**** DATA TO USE ****

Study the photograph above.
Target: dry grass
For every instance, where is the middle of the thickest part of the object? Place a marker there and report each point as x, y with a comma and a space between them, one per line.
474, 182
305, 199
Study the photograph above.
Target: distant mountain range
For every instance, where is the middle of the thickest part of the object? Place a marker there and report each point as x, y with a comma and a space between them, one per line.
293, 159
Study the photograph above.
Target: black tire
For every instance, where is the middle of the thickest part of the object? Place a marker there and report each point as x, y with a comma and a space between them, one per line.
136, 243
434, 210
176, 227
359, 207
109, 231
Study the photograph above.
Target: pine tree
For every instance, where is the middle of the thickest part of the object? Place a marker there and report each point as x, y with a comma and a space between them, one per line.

****
**** DATA TO USE ****

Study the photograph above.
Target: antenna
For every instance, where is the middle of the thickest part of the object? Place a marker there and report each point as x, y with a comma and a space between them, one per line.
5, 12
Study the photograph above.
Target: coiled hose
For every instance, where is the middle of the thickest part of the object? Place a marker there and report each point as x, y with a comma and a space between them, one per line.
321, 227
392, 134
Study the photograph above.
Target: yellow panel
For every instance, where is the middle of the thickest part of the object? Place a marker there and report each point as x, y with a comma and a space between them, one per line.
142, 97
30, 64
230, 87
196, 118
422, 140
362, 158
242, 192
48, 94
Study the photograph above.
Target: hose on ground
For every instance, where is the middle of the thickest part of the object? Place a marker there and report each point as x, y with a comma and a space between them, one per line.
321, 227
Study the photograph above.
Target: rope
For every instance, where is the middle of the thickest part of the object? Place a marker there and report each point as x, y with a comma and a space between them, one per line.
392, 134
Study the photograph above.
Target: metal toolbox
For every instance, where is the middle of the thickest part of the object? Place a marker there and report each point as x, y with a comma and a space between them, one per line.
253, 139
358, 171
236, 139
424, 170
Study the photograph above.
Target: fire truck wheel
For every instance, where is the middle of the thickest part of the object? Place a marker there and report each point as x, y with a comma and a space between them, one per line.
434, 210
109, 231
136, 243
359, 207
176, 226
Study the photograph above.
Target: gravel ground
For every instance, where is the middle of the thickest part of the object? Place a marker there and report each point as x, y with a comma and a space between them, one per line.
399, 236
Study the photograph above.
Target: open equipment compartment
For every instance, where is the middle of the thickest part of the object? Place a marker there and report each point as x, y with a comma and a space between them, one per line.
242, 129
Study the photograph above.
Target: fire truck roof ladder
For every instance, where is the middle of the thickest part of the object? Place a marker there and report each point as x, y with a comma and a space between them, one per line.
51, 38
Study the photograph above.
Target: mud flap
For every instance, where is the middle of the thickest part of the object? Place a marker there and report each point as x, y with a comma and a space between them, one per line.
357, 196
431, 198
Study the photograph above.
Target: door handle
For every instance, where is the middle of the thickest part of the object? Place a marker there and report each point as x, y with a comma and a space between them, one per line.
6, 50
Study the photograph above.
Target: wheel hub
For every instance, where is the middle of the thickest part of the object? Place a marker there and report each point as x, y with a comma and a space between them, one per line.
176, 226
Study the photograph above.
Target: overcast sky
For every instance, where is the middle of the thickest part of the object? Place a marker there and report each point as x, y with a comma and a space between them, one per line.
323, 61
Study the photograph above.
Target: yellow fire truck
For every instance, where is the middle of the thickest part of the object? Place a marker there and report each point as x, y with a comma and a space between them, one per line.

****
**** DATA TO USE ****

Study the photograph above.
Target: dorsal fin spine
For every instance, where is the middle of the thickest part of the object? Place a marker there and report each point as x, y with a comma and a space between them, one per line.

****

PROBLEM STATEMENT: Copy every line of the listing where the word "yellow" appears.

OUTPUT FOR THIS TASK:
Target: yellow panel
Target: yellow fire truck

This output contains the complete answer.